**EXERCISE AIM:**
Copy out every line of the material below word for word, including each pair of coordinates.

[Excerpts from a point labeling dataset]
--- begin ---

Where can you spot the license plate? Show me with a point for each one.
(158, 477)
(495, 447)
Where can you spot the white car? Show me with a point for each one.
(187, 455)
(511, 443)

--- end ---

**RESPONSE TO THE TASK:**
Where can you spot the license plate? Show me with a point for each one.
(158, 477)
(495, 447)
Where can you spot the white car? Show me with a point for each one.
(187, 455)
(511, 443)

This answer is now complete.